THE PROBLEM
Copy out the lines below verbatim, everything from the one containing "Where can the man in navy" down to the one containing "pixel 376 323", with both of those lines included.
···
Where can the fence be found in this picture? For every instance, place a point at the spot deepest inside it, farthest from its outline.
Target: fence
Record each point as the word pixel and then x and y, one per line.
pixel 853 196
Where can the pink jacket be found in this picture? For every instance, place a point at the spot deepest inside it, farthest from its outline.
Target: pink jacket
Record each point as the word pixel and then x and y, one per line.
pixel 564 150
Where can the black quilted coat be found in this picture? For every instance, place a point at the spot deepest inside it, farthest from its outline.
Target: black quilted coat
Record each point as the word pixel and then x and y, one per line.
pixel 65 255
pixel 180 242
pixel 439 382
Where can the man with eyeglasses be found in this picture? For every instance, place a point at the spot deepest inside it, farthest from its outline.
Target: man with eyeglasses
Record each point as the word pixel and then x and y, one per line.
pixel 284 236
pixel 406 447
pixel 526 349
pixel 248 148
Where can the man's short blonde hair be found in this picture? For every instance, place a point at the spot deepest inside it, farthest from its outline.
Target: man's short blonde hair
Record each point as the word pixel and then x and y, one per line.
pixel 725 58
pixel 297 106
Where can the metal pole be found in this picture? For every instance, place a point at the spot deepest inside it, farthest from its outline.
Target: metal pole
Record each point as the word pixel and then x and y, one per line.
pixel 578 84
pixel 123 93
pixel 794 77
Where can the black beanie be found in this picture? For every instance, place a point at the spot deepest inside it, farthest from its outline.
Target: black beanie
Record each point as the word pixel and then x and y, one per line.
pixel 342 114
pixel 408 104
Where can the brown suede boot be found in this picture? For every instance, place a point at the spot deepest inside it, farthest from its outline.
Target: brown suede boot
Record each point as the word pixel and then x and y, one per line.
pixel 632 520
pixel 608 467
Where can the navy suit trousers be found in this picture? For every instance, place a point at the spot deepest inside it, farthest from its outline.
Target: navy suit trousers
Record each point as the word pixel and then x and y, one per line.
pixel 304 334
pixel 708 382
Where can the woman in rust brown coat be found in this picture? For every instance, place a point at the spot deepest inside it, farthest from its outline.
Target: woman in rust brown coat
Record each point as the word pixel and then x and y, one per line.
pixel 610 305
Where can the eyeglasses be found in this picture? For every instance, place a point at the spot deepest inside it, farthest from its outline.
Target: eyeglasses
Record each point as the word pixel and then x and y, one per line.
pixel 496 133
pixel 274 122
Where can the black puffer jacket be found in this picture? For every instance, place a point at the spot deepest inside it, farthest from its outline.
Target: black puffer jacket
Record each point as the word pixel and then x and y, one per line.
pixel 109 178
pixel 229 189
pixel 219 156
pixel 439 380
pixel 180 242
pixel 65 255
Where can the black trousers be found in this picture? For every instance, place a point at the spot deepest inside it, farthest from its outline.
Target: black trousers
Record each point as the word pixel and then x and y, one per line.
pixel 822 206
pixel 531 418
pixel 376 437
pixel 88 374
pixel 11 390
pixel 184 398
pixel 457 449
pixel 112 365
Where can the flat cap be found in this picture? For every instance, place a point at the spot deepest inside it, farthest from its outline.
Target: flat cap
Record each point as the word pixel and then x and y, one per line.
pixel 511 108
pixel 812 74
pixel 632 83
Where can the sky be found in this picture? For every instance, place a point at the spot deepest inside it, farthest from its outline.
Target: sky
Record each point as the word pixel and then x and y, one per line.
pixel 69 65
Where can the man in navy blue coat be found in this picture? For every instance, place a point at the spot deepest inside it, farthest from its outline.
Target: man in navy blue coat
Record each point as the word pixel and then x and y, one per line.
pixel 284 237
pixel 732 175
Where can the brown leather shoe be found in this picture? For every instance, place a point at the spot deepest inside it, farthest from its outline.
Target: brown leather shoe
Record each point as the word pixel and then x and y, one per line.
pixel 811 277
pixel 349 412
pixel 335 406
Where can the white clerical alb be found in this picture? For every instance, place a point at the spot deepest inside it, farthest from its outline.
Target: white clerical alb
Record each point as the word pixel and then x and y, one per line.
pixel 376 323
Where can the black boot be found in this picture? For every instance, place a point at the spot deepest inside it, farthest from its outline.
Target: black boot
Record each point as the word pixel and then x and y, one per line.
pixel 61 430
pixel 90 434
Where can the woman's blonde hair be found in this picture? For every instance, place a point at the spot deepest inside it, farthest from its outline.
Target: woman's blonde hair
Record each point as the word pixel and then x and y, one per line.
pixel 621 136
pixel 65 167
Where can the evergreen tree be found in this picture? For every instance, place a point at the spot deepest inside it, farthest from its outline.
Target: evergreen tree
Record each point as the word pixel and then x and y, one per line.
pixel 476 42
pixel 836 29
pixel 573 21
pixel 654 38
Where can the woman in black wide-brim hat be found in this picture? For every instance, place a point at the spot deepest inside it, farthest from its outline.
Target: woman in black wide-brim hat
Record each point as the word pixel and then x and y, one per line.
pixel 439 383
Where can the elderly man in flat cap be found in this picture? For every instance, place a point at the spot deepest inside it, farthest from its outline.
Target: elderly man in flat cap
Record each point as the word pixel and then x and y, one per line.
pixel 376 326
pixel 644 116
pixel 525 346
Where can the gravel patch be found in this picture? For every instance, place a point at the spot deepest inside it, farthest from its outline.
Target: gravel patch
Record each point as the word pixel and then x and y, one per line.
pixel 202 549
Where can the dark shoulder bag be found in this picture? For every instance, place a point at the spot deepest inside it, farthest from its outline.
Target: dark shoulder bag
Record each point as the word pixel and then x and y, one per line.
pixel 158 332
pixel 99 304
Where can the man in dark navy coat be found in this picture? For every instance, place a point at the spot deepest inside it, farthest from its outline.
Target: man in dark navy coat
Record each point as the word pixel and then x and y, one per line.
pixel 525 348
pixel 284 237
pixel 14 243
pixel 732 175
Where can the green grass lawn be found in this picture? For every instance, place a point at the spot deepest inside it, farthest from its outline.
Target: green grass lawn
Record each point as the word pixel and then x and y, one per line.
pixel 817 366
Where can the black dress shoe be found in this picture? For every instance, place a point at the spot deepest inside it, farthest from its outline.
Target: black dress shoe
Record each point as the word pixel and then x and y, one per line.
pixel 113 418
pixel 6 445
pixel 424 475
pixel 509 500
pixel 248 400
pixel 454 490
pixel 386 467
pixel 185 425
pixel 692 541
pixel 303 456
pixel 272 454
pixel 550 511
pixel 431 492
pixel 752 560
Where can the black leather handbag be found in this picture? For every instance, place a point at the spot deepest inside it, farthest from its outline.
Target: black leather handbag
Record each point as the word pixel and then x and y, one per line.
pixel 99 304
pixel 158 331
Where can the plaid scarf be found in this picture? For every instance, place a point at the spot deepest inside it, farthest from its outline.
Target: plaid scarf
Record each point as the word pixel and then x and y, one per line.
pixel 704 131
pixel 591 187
···
THE REPLY
Where can the man in navy blue coat be found in this picture? For every instance, place a point at the spot deepest inside it, farthest from its outline.
Target: man in navy blue coat
Record each point as the word pixel and then x and y, one per line.
pixel 284 237
pixel 732 175
Where can the brown leather shoe be found in this picture? For every instance, place a point at the spot deepest inside it, farthest from its outline.
Target: brown leather shoe
Record each point as the word pixel and then x and y, one per line.
pixel 811 277
pixel 349 412
pixel 335 406
Where can the white clerical alb be found in this picture? For every instance, place a point at the spot deepest inside it, farthest from its outline.
Target: white clerical alb
Record each point as the word pixel and then x and y, one per line.
pixel 376 323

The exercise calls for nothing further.